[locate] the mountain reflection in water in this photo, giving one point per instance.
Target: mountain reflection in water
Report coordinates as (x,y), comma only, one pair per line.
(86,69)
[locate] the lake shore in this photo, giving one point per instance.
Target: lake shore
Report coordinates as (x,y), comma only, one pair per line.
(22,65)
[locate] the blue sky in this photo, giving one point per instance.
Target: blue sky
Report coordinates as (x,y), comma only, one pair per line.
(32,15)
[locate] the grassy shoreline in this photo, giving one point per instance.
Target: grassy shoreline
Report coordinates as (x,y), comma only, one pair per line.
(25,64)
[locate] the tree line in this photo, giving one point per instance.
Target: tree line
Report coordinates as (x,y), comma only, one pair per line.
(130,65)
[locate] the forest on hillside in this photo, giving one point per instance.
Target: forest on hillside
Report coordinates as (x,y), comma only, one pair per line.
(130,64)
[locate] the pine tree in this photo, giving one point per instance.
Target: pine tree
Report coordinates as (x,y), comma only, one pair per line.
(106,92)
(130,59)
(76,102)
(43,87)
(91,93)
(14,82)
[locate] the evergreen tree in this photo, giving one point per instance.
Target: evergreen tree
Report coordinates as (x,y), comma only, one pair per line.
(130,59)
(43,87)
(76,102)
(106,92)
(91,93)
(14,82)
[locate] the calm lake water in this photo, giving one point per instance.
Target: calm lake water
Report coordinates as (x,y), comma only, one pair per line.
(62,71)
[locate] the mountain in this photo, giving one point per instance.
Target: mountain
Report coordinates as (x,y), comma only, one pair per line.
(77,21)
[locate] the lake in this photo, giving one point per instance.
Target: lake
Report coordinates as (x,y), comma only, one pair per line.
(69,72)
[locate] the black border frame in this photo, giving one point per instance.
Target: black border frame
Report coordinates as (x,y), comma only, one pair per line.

• _WHAT YOU NEED TO DO_
Give all the entries again exactly; leave none out.

• _THE SOLUTION_
[locate] the mountain reflection in water in this photo, giving one point per instance.
Target: mountain reflection in water
Report coordinates as (x,y), comma only, one pair per line.
(86,69)
[locate] the lake shore in this photo, giving one point per instance.
Target: lake shore
Report coordinates as (x,y), comma only, one pair per line.
(22,65)
[locate] the blue sky in this photo, giving one point per instance.
Target: blue sky
Report coordinates as (x,y), comma only, one pair per line.
(32,15)
[locate] the grassy shoreline in this photo, giving one point per instance.
Target: grassy shoreline
Report coordinates as (x,y), comma only, one pair per line.
(25,64)
[locate] the tree line in this photo, giving one point per instance.
Target: tree line
Report coordinates as (x,y), comma only, one pair per line.
(130,65)
[locate] the forest on hillside in this photo, giving one point per instance.
Target: forest on hillside
Report coordinates as (x,y), comma only, one pair per line.
(130,64)
[locate] the pine tree in this photo, giving one point per instance.
Target: pine tree
Report coordinates as (x,y), comma only, one pair per line.
(106,92)
(130,59)
(76,102)
(43,87)
(91,93)
(14,82)
[locate] the evergreen tree in this photo, giving one point per instance.
Target: evergreen tree
Report coordinates as (x,y), comma only, one pair per line.
(130,59)
(43,87)
(76,102)
(106,92)
(91,93)
(14,82)
[locate] the calm lake water in this photo, giving one point per instance.
Target: calm lake water
Report coordinates as (x,y), comma only, one pair per line.
(62,71)
[locate] the mountain in this photo, giving one point per instance.
Target: mountain
Report coordinates as (x,y), comma only, one pair per line.
(77,21)
[locate] the lake in this photo, giving one point per instance.
Target: lake
Report coordinates as (x,y), comma only, one pair per line.
(69,72)
[locate] the black border frame in this photo, giving one point per instance.
Target: black border frame
Report coordinates as (x,y), comma only, one pair per line.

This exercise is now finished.